* **Exercise prompt**
Starting at the line that holds "the seated woman", copy every line exactly through the end of the data, and no others.

___ Material shown

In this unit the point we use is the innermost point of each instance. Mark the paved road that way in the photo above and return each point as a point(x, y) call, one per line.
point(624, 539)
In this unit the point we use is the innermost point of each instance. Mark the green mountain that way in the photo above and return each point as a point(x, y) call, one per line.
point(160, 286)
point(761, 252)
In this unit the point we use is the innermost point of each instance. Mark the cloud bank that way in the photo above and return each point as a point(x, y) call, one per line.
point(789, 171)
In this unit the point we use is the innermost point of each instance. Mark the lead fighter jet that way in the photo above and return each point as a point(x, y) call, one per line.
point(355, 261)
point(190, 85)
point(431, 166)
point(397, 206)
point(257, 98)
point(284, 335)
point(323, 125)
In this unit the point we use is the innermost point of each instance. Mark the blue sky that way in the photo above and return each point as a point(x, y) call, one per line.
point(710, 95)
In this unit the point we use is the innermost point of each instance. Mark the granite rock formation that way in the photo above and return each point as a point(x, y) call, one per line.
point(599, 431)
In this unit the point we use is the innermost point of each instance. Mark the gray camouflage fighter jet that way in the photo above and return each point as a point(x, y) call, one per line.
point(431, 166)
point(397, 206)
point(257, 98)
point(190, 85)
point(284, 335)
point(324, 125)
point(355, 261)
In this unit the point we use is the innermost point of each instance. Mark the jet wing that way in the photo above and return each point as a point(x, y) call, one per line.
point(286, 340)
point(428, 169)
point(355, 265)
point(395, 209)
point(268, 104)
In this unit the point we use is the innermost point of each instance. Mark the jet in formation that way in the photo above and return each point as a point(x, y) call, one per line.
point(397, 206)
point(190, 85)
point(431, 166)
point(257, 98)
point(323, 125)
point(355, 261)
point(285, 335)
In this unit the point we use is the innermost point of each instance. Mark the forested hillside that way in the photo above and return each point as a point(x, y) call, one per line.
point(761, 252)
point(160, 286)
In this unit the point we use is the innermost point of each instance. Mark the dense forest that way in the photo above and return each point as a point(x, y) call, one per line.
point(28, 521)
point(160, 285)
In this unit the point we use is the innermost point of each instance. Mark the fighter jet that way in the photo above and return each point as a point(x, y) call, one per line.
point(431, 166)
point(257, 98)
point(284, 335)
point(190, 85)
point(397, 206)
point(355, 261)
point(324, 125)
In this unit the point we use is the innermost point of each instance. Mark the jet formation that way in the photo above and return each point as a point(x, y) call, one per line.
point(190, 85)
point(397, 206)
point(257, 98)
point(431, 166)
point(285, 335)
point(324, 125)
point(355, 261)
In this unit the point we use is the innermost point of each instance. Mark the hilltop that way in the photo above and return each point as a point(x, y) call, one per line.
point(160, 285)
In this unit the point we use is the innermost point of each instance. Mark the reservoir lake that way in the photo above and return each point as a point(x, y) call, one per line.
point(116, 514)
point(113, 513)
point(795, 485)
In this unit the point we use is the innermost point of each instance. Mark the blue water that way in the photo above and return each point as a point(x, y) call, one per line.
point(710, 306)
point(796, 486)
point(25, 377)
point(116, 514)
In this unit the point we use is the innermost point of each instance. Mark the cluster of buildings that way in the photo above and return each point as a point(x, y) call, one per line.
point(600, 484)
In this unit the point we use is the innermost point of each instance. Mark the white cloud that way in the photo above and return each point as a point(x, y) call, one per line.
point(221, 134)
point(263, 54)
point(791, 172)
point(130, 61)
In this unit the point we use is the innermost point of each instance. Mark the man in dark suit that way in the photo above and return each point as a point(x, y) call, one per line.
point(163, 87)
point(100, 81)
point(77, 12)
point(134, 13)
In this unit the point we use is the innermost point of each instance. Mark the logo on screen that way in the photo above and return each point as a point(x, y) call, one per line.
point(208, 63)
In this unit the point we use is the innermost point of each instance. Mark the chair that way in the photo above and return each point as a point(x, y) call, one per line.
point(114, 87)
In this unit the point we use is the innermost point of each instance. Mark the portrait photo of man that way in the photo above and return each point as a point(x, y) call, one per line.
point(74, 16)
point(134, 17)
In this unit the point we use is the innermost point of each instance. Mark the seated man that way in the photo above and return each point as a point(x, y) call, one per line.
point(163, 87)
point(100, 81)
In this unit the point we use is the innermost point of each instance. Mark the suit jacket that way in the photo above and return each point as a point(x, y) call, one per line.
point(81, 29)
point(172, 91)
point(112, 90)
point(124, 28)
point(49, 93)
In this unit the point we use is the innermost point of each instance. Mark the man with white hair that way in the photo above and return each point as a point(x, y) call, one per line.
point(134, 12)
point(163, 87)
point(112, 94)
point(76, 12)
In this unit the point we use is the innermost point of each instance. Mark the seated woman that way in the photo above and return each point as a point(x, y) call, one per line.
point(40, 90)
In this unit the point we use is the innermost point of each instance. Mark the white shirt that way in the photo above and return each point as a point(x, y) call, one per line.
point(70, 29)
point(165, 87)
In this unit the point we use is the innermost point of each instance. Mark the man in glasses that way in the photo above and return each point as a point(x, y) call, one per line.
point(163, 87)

______

* **Solution for this problem**
In this unit the point we use is the innermost point of each instance. Mark the seated woman that way in the photo above and return each point as a point(x, y) call, one per line.
point(40, 90)
In this unit the point we use is the innermost point of each instance. Mark the white shirt that way in the photo above and return each point as a point(x, y) call, one per line.
point(70, 29)
point(165, 87)
In this unit the point we use is the innermost point of each instance. Mark the man in glasses that way in the photo above and return each point as a point(x, y) call, one per line.
point(163, 87)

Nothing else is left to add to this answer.